Task details: Convert the lines from the line with "Could you confirm whether the waterfall" to the line with "252, 451, 278]]", both included, into a JSON list of strings with one string per line and blank lines omitted.

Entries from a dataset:
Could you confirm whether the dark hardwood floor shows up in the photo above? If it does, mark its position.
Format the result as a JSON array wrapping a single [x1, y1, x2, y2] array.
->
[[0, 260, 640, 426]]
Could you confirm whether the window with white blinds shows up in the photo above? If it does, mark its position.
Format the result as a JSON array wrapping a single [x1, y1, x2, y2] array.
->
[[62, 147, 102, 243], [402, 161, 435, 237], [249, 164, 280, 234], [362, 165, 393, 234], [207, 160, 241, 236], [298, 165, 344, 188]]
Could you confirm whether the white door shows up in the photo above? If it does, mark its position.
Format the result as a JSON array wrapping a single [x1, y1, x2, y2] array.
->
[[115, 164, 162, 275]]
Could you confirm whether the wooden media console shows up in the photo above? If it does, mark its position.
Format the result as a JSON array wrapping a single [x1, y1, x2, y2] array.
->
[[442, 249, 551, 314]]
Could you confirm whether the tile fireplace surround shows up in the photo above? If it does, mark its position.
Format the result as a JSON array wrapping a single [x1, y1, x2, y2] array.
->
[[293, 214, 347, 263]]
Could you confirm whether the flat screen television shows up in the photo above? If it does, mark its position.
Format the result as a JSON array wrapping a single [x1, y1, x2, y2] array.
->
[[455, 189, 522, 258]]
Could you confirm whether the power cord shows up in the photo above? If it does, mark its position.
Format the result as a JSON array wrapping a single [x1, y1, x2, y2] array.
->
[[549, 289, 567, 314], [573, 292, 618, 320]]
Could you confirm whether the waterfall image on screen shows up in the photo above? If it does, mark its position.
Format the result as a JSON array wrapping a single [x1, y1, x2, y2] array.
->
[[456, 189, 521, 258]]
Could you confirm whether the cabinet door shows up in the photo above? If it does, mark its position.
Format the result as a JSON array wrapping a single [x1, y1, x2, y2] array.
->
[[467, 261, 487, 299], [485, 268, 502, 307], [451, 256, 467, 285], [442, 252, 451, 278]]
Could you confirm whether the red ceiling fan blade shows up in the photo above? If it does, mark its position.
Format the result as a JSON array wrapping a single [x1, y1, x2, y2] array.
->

Result:
[
  "Could you confirm whether the waterfall image on screen shows up in the photo above? If it does, mark its position.",
  "Format the result as a JSON array wrapping a single [x1, y1, x2, y2] array.",
  "->",
  "[[456, 189, 521, 258]]",
  "Could you confirm whether the cabinet door shows up in the photo above? If it does, mark its position.",
  "Format the result as a JSON array wrapping a single [x1, y1, x2, y2] array.",
  "->",
  "[[467, 261, 487, 299], [485, 268, 502, 307], [451, 256, 467, 285], [442, 252, 451, 278]]"
]